:: Material supplied ::
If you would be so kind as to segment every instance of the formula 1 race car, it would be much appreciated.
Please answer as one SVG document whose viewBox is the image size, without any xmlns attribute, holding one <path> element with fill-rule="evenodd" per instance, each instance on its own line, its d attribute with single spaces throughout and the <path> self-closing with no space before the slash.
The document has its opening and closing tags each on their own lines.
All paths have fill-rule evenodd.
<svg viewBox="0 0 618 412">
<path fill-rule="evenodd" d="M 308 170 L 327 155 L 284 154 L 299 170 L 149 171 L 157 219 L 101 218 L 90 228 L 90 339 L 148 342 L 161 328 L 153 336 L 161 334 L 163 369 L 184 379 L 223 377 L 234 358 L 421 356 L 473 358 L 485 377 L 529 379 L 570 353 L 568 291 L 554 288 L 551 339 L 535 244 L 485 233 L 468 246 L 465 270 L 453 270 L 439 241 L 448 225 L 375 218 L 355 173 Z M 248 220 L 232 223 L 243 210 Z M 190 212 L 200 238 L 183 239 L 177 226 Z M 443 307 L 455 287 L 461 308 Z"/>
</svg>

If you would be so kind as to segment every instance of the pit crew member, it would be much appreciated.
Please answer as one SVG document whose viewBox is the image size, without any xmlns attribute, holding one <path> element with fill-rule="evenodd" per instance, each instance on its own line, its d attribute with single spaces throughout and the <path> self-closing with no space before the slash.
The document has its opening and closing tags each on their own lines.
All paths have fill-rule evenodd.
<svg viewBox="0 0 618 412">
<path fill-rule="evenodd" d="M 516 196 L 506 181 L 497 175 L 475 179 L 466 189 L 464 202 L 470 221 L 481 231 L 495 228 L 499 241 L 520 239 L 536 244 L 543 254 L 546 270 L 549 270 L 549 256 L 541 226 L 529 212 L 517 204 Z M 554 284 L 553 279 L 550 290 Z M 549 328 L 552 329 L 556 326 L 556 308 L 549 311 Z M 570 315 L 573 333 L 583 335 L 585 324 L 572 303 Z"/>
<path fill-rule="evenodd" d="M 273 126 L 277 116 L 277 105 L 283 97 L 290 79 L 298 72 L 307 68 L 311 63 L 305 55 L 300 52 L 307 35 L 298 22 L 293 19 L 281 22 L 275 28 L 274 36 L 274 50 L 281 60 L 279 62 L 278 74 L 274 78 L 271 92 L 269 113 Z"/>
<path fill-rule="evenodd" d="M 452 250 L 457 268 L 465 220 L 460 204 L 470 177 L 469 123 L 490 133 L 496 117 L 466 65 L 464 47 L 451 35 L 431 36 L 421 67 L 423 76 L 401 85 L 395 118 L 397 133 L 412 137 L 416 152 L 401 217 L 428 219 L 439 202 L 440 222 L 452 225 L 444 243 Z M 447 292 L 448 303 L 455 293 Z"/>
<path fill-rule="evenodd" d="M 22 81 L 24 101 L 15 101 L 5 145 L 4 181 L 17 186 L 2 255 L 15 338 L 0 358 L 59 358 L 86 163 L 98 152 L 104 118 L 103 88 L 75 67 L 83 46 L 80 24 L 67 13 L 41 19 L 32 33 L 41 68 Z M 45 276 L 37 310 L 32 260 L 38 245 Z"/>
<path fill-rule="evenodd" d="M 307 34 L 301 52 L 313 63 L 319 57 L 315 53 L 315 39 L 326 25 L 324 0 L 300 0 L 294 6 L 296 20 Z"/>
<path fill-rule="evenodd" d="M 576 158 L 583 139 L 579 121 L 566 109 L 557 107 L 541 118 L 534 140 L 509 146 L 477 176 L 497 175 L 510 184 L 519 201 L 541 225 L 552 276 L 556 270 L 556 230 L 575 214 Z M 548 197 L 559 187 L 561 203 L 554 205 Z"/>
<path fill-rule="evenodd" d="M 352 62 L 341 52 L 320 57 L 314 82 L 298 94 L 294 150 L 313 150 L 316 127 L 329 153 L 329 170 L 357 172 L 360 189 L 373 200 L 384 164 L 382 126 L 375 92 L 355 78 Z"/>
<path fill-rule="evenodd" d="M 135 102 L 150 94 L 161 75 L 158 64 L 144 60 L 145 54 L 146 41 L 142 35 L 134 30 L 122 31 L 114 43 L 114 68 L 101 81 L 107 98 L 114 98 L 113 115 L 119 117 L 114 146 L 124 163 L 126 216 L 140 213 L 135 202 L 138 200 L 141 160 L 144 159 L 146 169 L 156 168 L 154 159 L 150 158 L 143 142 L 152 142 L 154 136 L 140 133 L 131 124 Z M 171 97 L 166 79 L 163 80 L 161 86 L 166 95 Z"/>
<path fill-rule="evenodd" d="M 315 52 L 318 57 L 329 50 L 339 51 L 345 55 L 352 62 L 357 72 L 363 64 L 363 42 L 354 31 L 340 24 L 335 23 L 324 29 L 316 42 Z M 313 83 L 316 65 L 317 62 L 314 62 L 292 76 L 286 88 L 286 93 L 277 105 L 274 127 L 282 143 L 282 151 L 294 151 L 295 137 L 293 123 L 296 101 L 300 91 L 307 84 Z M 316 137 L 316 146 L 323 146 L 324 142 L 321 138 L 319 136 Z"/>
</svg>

:: Exercise goal ::
Copy every line verbatim.

:: Task response ::
If you would be so kind as to segment every instance of the formula 1 race car, it would be much appreciated.
Please answer as one SVG document whose viewBox is the image size, without any xmlns attribute, holding one <path> element with fill-rule="evenodd" per instance, each instance on its own line, its d attribute with single spaces throughout and the <path> self-closing with no space before the slash.
The document has its opening and closing tags each on their own lines.
All paths have fill-rule evenodd.
<svg viewBox="0 0 618 412">
<path fill-rule="evenodd" d="M 308 170 L 327 155 L 284 154 L 299 170 L 149 171 L 157 219 L 101 218 L 90 228 L 90 339 L 148 342 L 161 328 L 153 336 L 161 334 L 163 369 L 184 379 L 223 377 L 234 358 L 421 356 L 473 358 L 485 377 L 529 379 L 570 353 L 568 291 L 554 288 L 551 339 L 535 244 L 485 233 L 468 246 L 465 270 L 453 270 L 439 241 L 448 225 L 375 218 L 355 173 Z M 248 220 L 232 223 L 243 210 Z M 190 212 L 200 238 L 183 239 L 177 226 Z M 443 307 L 455 287 L 461 308 Z"/>
</svg>

If you would be so kind as to segment every instance of the pit crew member, it would be much appreciated.
Please answer as one SVG document whose viewBox is the image size, without any xmlns attribute, holding one <path> element with fill-rule="evenodd" per instance, each instance on its own line, its d attribute with single spaces throughout and the <path> self-closing with no space before the slash.
The document has its opening and closing tags each on their own lines.
All paths have fill-rule evenodd.
<svg viewBox="0 0 618 412">
<path fill-rule="evenodd" d="M 516 196 L 506 181 L 497 175 L 475 179 L 466 189 L 464 202 L 470 221 L 481 231 L 495 228 L 499 241 L 520 239 L 536 244 L 543 254 L 546 270 L 549 270 L 549 256 L 541 226 L 529 212 L 517 204 Z M 554 284 L 553 279 L 550 290 Z M 549 328 L 552 329 L 556 326 L 556 308 L 549 311 Z M 570 315 L 573 333 L 583 335 L 585 324 L 572 303 Z"/>
<path fill-rule="evenodd" d="M 273 126 L 277 116 L 277 105 L 283 97 L 290 79 L 298 72 L 307 68 L 311 63 L 305 55 L 300 52 L 307 35 L 298 22 L 293 19 L 281 22 L 275 28 L 274 36 L 274 50 L 281 60 L 279 62 L 278 74 L 274 78 L 271 92 L 269 113 Z"/>
<path fill-rule="evenodd" d="M 452 250 L 457 268 L 465 220 L 460 204 L 470 177 L 469 123 L 490 133 L 496 117 L 466 65 L 464 47 L 451 35 L 431 36 L 421 67 L 423 76 L 401 85 L 395 118 L 397 133 L 412 137 L 416 152 L 401 217 L 428 219 L 439 202 L 440 222 L 452 225 L 444 243 Z M 447 292 L 448 303 L 455 293 Z"/>
<path fill-rule="evenodd" d="M 22 81 L 24 101 L 15 101 L 5 145 L 4 181 L 17 186 L 2 255 L 15 338 L 0 358 L 59 358 L 86 163 L 98 152 L 104 118 L 103 88 L 75 67 L 83 46 L 80 24 L 67 13 L 41 19 L 32 33 L 41 68 Z M 45 276 L 37 310 L 32 260 L 38 245 Z"/>
<path fill-rule="evenodd" d="M 307 34 L 301 52 L 313 63 L 319 57 L 315 53 L 315 39 L 326 25 L 324 0 L 300 0 L 294 6 L 296 20 Z"/>
<path fill-rule="evenodd" d="M 576 158 L 583 139 L 579 121 L 566 109 L 557 107 L 541 118 L 534 140 L 509 146 L 477 176 L 497 175 L 510 184 L 519 201 L 541 225 L 552 276 L 556 270 L 556 230 L 575 214 Z M 548 197 L 559 187 L 561 203 L 554 205 Z"/>
<path fill-rule="evenodd" d="M 352 62 L 341 52 L 320 57 L 314 82 L 298 94 L 294 150 L 313 150 L 316 127 L 329 153 L 329 170 L 357 172 L 360 189 L 373 200 L 384 164 L 382 126 L 375 92 L 355 78 Z"/>
<path fill-rule="evenodd" d="M 135 102 L 150 94 L 161 75 L 158 64 L 144 60 L 145 54 L 146 41 L 142 35 L 134 30 L 122 31 L 114 43 L 114 68 L 101 81 L 107 98 L 114 98 L 113 115 L 119 117 L 114 146 L 124 163 L 126 216 L 140 213 L 135 202 L 138 200 L 141 160 L 144 159 L 146 169 L 156 168 L 154 159 L 150 158 L 143 142 L 152 142 L 154 136 L 140 133 L 131 124 Z M 171 97 L 166 79 L 163 80 L 161 86 L 166 95 Z"/>
<path fill-rule="evenodd" d="M 315 52 L 318 57 L 329 50 L 339 51 L 345 55 L 352 62 L 357 72 L 363 64 L 363 42 L 354 31 L 340 24 L 335 23 L 324 29 L 316 42 Z M 313 83 L 316 65 L 317 62 L 314 62 L 292 76 L 286 88 L 286 93 L 277 105 L 274 127 L 282 143 L 282 151 L 294 151 L 295 137 L 293 123 L 296 101 L 300 91 L 307 84 Z M 316 137 L 316 146 L 323 146 L 324 142 L 321 138 L 319 136 Z"/>
</svg>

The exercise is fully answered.